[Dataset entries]
»»
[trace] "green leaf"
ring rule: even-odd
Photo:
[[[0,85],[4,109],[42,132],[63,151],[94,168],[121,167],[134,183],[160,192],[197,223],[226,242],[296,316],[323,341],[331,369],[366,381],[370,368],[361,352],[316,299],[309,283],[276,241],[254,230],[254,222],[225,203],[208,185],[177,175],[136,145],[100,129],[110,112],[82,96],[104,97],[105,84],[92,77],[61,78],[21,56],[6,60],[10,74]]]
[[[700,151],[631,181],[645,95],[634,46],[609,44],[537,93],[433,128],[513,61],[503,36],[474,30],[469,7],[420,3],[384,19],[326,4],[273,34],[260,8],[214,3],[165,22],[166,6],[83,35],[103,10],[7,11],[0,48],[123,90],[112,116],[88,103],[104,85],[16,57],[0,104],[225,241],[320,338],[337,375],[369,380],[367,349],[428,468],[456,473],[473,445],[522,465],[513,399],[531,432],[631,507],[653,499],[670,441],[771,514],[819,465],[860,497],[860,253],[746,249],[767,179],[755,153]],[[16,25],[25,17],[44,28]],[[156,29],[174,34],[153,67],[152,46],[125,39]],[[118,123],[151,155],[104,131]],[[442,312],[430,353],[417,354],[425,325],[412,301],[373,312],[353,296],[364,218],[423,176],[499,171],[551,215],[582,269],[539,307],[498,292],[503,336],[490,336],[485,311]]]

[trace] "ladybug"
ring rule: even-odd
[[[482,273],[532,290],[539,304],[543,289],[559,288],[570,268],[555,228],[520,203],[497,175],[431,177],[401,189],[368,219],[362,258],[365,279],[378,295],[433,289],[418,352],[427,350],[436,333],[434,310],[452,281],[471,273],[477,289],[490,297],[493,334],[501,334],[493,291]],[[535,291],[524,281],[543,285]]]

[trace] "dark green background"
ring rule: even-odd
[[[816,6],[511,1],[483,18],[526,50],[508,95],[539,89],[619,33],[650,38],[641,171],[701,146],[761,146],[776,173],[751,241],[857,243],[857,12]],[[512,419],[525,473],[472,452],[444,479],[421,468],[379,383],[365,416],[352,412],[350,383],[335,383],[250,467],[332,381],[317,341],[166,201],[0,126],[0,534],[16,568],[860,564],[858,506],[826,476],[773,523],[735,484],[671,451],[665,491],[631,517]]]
««
_Task to carry out_: Go through the data above and find the lines with the word "green". Copy each of those lines.

_Result for this task_:
[trace] "green leaf"
[trace] "dark green background"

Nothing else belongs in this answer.